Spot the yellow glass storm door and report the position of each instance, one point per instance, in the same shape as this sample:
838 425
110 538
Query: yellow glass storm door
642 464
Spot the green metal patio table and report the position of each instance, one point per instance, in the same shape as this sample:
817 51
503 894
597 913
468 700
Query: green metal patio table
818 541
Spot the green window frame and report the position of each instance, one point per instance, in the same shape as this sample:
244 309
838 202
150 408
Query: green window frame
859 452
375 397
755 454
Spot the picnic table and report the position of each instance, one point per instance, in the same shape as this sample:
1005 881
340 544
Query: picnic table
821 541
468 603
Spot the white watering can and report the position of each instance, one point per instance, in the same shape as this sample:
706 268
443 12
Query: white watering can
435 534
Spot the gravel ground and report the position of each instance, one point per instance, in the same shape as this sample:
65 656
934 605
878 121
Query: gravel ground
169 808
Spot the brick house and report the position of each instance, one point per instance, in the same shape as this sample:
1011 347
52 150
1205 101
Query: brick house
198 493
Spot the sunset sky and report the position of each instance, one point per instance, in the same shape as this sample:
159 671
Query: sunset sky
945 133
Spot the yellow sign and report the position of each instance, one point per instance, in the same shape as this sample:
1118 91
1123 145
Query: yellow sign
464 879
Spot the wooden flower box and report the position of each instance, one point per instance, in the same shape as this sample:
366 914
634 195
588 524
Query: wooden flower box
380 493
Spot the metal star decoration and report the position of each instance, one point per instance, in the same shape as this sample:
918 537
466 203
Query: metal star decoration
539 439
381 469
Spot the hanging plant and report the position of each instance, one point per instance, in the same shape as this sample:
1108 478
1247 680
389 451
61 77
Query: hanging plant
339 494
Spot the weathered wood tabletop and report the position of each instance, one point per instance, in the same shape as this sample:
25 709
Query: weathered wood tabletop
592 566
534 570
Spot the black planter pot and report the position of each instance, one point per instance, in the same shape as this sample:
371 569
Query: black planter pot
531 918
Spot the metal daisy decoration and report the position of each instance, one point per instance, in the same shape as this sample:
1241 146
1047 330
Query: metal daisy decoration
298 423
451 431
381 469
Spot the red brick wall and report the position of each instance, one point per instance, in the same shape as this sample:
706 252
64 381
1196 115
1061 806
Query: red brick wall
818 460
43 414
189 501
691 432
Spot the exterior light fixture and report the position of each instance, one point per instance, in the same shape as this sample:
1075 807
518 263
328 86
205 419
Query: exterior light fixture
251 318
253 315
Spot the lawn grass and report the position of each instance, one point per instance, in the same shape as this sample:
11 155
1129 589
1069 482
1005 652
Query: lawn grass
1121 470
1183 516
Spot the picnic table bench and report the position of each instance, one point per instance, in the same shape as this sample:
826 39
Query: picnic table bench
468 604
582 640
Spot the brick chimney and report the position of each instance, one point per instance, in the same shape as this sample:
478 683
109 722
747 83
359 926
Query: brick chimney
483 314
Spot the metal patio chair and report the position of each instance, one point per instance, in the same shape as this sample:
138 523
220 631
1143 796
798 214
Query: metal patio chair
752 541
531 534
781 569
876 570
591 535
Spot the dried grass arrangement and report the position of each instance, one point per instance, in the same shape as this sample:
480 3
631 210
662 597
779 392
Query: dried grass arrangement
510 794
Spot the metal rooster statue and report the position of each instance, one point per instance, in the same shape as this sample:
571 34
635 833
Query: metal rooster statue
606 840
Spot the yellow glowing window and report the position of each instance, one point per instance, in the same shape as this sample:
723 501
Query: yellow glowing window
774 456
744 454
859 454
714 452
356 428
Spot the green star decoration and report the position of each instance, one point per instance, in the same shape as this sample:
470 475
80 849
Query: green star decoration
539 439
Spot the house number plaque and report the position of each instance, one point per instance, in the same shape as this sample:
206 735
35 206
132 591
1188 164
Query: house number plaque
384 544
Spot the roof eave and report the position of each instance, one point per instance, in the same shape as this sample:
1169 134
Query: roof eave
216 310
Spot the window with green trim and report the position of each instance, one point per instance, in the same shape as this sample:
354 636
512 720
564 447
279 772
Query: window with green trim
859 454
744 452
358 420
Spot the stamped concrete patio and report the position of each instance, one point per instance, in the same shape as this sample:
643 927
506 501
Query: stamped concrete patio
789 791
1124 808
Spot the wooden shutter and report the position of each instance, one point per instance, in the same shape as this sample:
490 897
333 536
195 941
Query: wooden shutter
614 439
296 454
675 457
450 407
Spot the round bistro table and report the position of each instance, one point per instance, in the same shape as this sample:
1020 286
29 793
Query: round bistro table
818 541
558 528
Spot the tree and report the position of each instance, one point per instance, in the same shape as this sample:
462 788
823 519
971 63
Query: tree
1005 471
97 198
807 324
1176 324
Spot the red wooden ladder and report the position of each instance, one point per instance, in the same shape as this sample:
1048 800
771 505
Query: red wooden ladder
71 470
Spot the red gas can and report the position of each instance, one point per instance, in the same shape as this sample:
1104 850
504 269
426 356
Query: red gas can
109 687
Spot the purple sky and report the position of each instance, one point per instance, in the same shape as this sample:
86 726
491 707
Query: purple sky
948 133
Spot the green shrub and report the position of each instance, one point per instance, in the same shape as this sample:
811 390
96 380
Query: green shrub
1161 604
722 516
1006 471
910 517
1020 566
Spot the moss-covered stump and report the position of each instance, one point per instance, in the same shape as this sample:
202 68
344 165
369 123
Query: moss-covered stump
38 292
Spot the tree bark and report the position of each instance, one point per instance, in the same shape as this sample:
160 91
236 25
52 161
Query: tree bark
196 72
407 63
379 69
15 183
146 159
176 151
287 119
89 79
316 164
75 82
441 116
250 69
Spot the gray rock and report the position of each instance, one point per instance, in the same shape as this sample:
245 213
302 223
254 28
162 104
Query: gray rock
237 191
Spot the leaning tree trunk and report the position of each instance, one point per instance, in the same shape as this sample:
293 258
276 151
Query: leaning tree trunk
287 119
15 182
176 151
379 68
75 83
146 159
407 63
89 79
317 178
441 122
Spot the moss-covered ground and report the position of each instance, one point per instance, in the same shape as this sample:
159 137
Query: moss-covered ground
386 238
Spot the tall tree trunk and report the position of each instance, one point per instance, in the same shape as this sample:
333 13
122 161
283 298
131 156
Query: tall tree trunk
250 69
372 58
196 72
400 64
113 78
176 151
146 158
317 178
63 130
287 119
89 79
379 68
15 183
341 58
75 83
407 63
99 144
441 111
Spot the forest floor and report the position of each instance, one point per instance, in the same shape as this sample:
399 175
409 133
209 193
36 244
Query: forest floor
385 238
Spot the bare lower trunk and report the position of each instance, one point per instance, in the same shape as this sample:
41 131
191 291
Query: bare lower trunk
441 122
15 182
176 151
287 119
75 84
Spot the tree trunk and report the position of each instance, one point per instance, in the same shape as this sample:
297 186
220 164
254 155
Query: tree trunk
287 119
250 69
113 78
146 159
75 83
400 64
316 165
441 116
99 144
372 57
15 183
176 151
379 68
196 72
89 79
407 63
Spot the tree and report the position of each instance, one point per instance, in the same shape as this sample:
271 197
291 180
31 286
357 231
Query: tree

------------------------------------------------------------------------

= Exercise =
The output should restate the data exactly, with no line missing.

= Response =
Spot the yellow glass storm door and report the position of each instance, one point per instance, in the same shape as this sample:
838 425
110 538
Query: yellow glass storm door
642 464
Spot the green metal patio table and report the position of each instance, one point per instance, in the same shape as this sample:
817 51
503 894
597 913
468 700
Query: green metal patio table
818 541
Spot the green window frame and report the position of each instance, one point per instance, in the same shape as this sample:
244 309
838 202
150 408
Query: green window frame
859 452
375 397
755 454
Spot the picnic table and report the position of each instance, one point per instance, in the same shape as this sample:
1005 881
340 544
Query: picnic table
821 541
468 603
Spot the white watering can and report the position of each instance, one point per instance, in the same shape as this sample:
706 268
443 12
Query: white watering can
435 534
Spot the gravel ground and report the position of each instance, one point per instance, in the same shape as this sample:
65 656
934 605
878 121
Query: gravel ground
169 808
Spot the brick house and report the position of each instance, one point per instance, in the same shape as this sample:
1011 347
52 150
1205 101
Query: brick house
198 493
Spot the sunset sky and report the position of each instance, one point per instance, in the same shape as this sample:
159 671
Query: sunset sky
945 133
Spot the yellow sign and report the position of each instance, one point per instance, in the same shape as this sample:
1118 91
1123 145
Query: yellow sign
464 879
Spot the wooden flower box and report the position of each instance, one point per instance, in the same shape as this sample:
366 914
634 195
588 524
Query: wooden flower box
380 493
Spot the metal star decoration and report the position of each instance, one point per instance, in the same shape as this sample:
918 537
466 203
Query: metal star decoration
539 439
381 469
Spot the hanging plant and report the position of each instance, one point per instance, in the same shape as this sample:
1108 478
1247 680
389 451
61 77
Query: hanging plant
339 494
Spot the weathered wood tabletop and report the position of each instance, one point per instance, in the same shape as this sample:
25 709
Query: weathered wood tabletop
592 566
534 570
Spot the black planter pot and report the position of each instance, one point per instance, in the same shape as this sample:
371 569
Query: black planter pot
531 918
Spot the metal daisy decoration and report the position of each instance, one point per instance, in the same shape as this sample:
1241 146
1047 330
Query: metal daisy decoration
298 423
451 431
381 469
Spot the red brick wall and report the position of each instance, one point per instance, in the same shape as this sample:
706 252
64 381
1196 115
1061 806
Query: red brick wall
818 460
43 414
189 501
691 432
Spot the exterior light fixture and report the position of each instance, one point per instance, in the same shape as this sample:
1075 807
518 263
328 86
205 419
Query: exterior light fixture
251 318
253 315
Spot the lawn grass and report the position of each instance, one point per instance, in the same shape as this sample:
11 155
1129 589
1069 482
1005 652
Query: lawn grass
1121 470
1183 516
Spot the picnic table bench and report the position of each instance, one point per instance, in the same shape as this sample:
826 39
Query: picnic table bench
468 604
582 640
Spot the brick chimney and report the position of each instance, one point per instance, in the same shape as this sample:
478 683
109 722
747 83
359 926
Query: brick chimney
483 314
Spot the metal patio chair and report the position of each instance, one point per instance, in the same shape as this sample:
138 523
220 631
1143 796
798 214
Query: metal patio chair
752 541
531 534
781 569
876 570
591 535
Spot the dried grass arrangement and report the position of each instance, one point per instance, in the same shape as this sample:
480 3
631 210
662 597
779 392
Query: dried grass arrangement
510 794
Spot the metal rooster statue and report the position of each instance, one point per instance, in the same shape as this sample:
571 34
635 833
Query: metal rooster statue
606 840
Spot the yellow glowing window and report the position of each instance, one point per instance, in the same shape as this sample:
723 501
Query: yellow glowing window
774 456
744 454
859 454
714 452
356 428
Spot the green star decoration and report the position of each instance, one point per instance, in the same shape as this sample:
470 475
80 849
Query: green star decoration
539 439
Spot the house number plaque and report the position of each instance, one point per instance, in the same shape as this sample:
206 735
35 206
132 591
1188 164
Query: house number plaque
384 544
Spot the roof eave and report the position of each instance, one point per instance, in the same shape as this sample:
1169 134
Query: roof eave
216 310
Spot the window with green trim and report the position of each instance, one point per instance, in the same shape as this sample:
354 636
512 720
564 447
279 772
Query: window with green trim
859 454
744 452
358 420
Spot the stamped concrete patio and report the position of each instance, one point per instance, in the same shape as this sample:
643 927
506 501
Query: stamped concrete patio
789 791
1124 808
Spot the wooden shutter and report the position of each instance, one point per instance, in the same shape as this sample:
490 897
333 536
195 941
Query: wooden shutter
614 439
296 454
675 457
450 407
Spot the round bistro table and report the position of each instance, one point per instance, in the same shape as this sample:
1020 286
29 793
Query: round bistro table
818 541
558 528
Spot the tree and report the position of each instance, one point per instance, in the same shape as this sample:
462 788
823 519
971 63
Query: tree
1005 471
97 198
807 324
1176 324
Spot the red wooden ladder and report the position of each instance, one point per instance, in the same shape as this sample:
1048 800
771 505
Query: red wooden ladder
71 470
Spot the red gas can and report the position of each instance, one point per instance, in the same shape as this sample:
1104 850
504 269
426 356
Query: red gas can
109 687
Spot the purple sky and report the position of each instance, one point per instance, in the same shape as this sample:
86 726
491 707
Query: purple sky
948 133
Spot the green shrub and report the position of each instance, one point per instance, in the same shape as this sample:
811 390
96 380
Query: green shrub
1161 604
722 516
1006 471
910 517
1020 566
Spot the moss-covered stump and report the position of each instance, one point per instance, in the same shape as this sample:
202 68
344 165
369 123
Query: moss-covered stump
38 292
Spot the tree bark and report the position of each instance, one point per instance, in the same shape as this sample:
160 91
236 25
52 161
Query: tree bark
196 72
407 63
379 69
15 183
146 159
176 151
287 119
89 79
316 164
75 82
441 116
250 69
Spot the gray rock and report the position of each instance, one point per instance, in the same shape as this sample:
245 213
302 223
254 28
162 104
Query: gray rock
237 191
Spot the leaning tree trunk and report the position of each instance, one point per instance, in the same shape as this sample:
293 258
276 151
Query: leaning tree trunk
287 119
15 182
176 151
379 68
75 83
146 159
407 63
89 79
317 178
441 122
Spot the moss-covered ground and report the position of each instance, one point per instance, in the same shape as this sample:
159 137
Query: moss-covered ground
386 238
Spot the tall tree trunk and report the position of each instance, one point per instance, in the same shape as this sample:
333 13
122 161
283 298
131 156
Query: tall tree trunk
250 69
372 58
196 72
400 64
113 78
176 151
146 158
317 178
63 130
287 119
89 79
379 68
15 183
341 58
75 83
407 63
99 144
441 111
Spot the forest floor and report the position of each instance, one point per instance, in the same shape as this sample:
399 175
409 133
209 193
36 244
Query: forest floor
385 238
Spot the bare lower trunk and report the position of each instance, one point per instance, in the same shape as this sample:
41 131
191 291
Query: bare lower trunk
441 122
15 182
176 151
287 119
75 84
Spot the tree trunk and report the position of each instance, one point per instance, in the same shape as this sample:
297 186
220 164
254 155
Query: tree trunk
287 119
250 69
113 78
146 159
75 83
400 64
316 165
441 116
99 144
372 57
15 183
176 151
379 68
196 72
89 79
407 63
Spot the tree and report the position of each instance, one point per instance, in the same shape as this sample:
271 197
291 180
31 286
357 231
Query: tree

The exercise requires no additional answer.